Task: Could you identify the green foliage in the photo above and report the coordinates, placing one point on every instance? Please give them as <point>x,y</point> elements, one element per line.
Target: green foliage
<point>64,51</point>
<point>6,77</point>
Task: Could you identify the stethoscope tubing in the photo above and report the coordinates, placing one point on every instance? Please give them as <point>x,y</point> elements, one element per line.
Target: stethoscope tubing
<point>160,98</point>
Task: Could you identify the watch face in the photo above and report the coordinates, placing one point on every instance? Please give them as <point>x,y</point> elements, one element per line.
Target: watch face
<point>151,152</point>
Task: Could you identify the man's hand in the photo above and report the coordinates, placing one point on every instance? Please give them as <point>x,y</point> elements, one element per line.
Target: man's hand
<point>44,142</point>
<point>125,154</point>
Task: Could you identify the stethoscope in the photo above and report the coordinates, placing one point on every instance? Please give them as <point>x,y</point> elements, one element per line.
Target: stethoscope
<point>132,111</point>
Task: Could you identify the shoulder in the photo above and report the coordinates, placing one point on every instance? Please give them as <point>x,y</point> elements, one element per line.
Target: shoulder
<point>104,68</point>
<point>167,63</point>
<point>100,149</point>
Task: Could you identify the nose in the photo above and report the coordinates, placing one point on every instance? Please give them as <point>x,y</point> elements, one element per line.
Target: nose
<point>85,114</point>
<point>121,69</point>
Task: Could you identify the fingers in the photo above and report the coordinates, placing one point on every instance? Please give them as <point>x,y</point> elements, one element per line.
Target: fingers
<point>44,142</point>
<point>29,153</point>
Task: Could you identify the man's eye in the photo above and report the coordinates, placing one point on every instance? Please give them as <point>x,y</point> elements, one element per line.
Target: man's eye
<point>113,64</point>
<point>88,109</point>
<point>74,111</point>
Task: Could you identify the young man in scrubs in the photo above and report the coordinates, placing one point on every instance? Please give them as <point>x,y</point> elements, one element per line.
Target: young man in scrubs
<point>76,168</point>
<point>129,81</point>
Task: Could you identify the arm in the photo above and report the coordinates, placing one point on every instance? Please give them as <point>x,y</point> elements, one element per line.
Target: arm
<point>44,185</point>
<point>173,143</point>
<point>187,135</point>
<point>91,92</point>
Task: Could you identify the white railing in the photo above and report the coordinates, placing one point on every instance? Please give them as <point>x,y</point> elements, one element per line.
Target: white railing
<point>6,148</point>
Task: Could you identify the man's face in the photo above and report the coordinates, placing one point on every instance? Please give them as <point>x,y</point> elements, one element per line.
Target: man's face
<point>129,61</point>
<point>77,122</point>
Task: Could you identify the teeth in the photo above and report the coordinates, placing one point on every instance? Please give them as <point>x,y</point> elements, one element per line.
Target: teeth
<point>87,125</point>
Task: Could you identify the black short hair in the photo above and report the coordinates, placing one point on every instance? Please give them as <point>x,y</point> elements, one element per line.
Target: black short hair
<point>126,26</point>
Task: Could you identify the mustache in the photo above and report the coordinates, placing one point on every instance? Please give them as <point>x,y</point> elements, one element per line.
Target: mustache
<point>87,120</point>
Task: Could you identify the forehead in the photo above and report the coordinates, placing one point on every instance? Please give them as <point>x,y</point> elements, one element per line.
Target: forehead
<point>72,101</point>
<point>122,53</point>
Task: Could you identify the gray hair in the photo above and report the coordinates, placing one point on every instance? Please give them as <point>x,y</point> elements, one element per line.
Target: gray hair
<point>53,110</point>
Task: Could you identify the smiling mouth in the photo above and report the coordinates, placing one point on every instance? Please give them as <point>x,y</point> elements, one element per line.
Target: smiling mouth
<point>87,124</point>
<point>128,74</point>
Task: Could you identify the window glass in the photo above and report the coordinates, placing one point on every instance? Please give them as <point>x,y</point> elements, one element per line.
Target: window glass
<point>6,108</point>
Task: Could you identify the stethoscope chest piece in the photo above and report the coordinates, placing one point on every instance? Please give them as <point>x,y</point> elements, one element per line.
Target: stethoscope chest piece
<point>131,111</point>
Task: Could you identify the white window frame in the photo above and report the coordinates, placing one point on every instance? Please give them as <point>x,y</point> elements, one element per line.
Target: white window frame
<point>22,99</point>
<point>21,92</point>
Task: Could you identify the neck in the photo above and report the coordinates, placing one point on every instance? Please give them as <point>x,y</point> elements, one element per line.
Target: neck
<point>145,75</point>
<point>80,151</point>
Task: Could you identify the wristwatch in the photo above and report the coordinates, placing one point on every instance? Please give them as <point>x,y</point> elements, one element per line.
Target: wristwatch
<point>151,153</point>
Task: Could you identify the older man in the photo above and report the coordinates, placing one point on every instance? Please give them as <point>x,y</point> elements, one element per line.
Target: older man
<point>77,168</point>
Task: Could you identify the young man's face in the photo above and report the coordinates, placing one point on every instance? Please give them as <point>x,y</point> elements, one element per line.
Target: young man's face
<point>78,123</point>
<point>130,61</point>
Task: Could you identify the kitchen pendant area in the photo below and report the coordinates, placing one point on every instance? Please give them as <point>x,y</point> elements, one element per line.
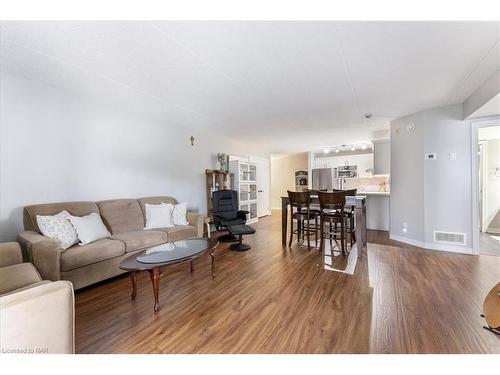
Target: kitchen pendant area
<point>365,167</point>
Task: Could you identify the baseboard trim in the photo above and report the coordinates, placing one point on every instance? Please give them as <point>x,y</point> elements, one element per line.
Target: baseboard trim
<point>432,246</point>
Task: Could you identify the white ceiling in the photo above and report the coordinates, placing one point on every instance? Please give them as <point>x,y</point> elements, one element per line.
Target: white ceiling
<point>291,86</point>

TASK TO CARRY OUT: Using the material above, return every line exactly as it appears, minus the pictures.

EXERCISE OUTPUT:
Task: Could you identify the green foliage in the photo above and report the coordinates, placing one point on every instance? Please give them as <point>x,y</point> elements, one element per line.
Target: green foliage
<point>64,51</point>
<point>6,77</point>
Task: Could you identify the stethoscope tubing in the photo above and report the coordinates, placing one point on every instance? Please give them as <point>x,y</point> elements, one element per line.
Target: stethoscope tubing
<point>160,98</point>
Task: Could you identify the watch face in the photo above and report the coordinates, placing one point on every instance? Please give them as <point>x,y</point> elements, one element per line.
Target: watch face
<point>151,152</point>
Task: Could you identify the man's hand in the photo above and report the coordinates, placing one point on every instance? Please give them as <point>x,y</point> elements, one element per line.
Target: man's hand
<point>44,142</point>
<point>125,154</point>
Task: Could you identify the stethoscope in the photo above and report the coordinates, placing one point on every instance? Please give them as <point>x,y</point> elements, one element per line.
Target: stethoscope
<point>132,111</point>
Task: Could you identify the shoulder in the photo above and report the coordinates, placing one point on every instance? Please give them as <point>x,y</point> elements, one element per line.
Target: shoulder
<point>104,68</point>
<point>167,63</point>
<point>100,149</point>
Task: Could you identify the nose in the photo above and report the coordinates, placing one point on every instance? Please give them as <point>x,y</point> elements, one element per line.
Target: nose
<point>85,114</point>
<point>121,69</point>
Task: Could you identify the fingers in the photo above and report the coordinates, placing one point on every instance? Please give them as <point>x,y</point> elements, one element per line.
Target: fingers
<point>44,142</point>
<point>29,153</point>
Task: Could you identify the man's eye in the photo above and report the coordinates, placing one point on every instance? Please give them as <point>x,y</point> elements, one element per line.
Target: man's eye
<point>113,64</point>
<point>88,109</point>
<point>74,111</point>
Task: Could you identify the young man in scrubs in the photo above and report the coordinates, placing one point on every instance? Please give them as <point>x,y</point> elements, one element per line.
Target: young man in scrubs
<point>76,168</point>
<point>129,81</point>
Task: Could you identify the arm in the photo above and report the coordinates, placing one point on every instance? Please give them as <point>x,y</point> elements, one element per line.
Target: arm
<point>44,185</point>
<point>173,143</point>
<point>187,135</point>
<point>91,92</point>
Task: Could you identify the white railing in the photo above and report the coordinates, placing one point on every instance? Please give them as <point>x,y</point> elements, one element per line.
Target: white railing
<point>6,148</point>
Task: Could you identify the man's face in the photo above and report the coordinates, placing one point on every instance? Please give them as <point>x,y</point> elements, one element per line.
Target: man's face
<point>129,61</point>
<point>77,122</point>
Task: Could you identify the teeth in the photo above and report the coordinates, placing one point on every instance? Please give them as <point>x,y</point> elements, one element per line.
Target: teeth
<point>87,125</point>
Task: Could you identify the black short hair in the photo above and report the coordinates, placing one point on every instance? Please give them as <point>x,y</point> elements, one element per line.
Target: black short hair
<point>126,26</point>
Task: Could you identify the mustache in the photo above and report the coordinates, placing one point on every instance? Please give them as <point>x,y</point> elements, one element per line.
Target: mustache
<point>87,120</point>
Task: Could you identify the forehead in the photo above and report the coordinates, placing one point on every instance? Please give them as <point>x,y</point> elements, one element per line.
Target: forehead
<point>72,101</point>
<point>122,53</point>
Task: Could you identify the gray hair in the photo above and report the coordinates, placing one point on every instance? Please give them as <point>x,y</point> elements, one element per line.
Target: gray hair
<point>53,110</point>
Task: Could you identify the smiling mouth in the photo above and report the coordinates, placing one point on every instance? Please give them as <point>x,y</point> elements, one element per line.
Target: smiling mouth
<point>87,124</point>
<point>128,74</point>
Task: Could you identify the window glass in the photo above and report the coordinates, placing one point on every instance? Please give them as <point>x,y</point> elements, one element per line.
Target: window glass
<point>6,108</point>
Task: Could you identify the stethoscope chest piece in the photo above and report the coordinates, placing one point on every instance? Please give them as <point>x,y</point> elements, one element per line.
Target: stethoscope chest piece
<point>131,111</point>
Task: Could you identify the white window frame in the photo above and report the coordinates, placing one point on every instance? Please give them as <point>x,y</point> elements, one element per line.
Target: white window frame
<point>22,99</point>
<point>21,92</point>
Task: Could you identify the neck in the photo above and report the coordinates, placing one point on every instance? Please give them as <point>x,y</point> elements, one element per line.
Target: neck
<point>145,75</point>
<point>80,151</point>
Task: Could you identify the wristwatch in the photo above and report the coordinates, placing one point on every instance? Please give them as <point>x,y</point> elements, one element per line.
Target: wristwatch
<point>151,153</point>
Task: Could you identify the older man in the photo above and report the coordinates, placing one point on every instance? Please give them as <point>x,y</point> elements, one element per line.
Target: older man
<point>77,168</point>
Task: Could you identify the young man's face in the photo above and report the coordinates, placing one point on every instance? Please give them as <point>x,y</point> elements, one element per line.
Target: young man's face
<point>78,123</point>
<point>130,61</point>
Task: Could you identify the kitchen pendant area in the photo below and report the coordinates, placing one point on every instance? Please give them as <point>x,y</point> elements, one element per line.
Target: kitchen pendant area
<point>365,167</point>
Task: Could you identify the baseboard trim in the photo above and report the coordinates, placing one point on every instance? Please give them as <point>x,y</point> elements, one element per line.
Target: baseboard trim
<point>432,246</point>
Task: Could you identify the white ceiling in the photo above and report the coordinates, placing one point on every instance? Please give them as <point>x,y</point> elements, one element per line.
Target: white ceiling
<point>291,86</point>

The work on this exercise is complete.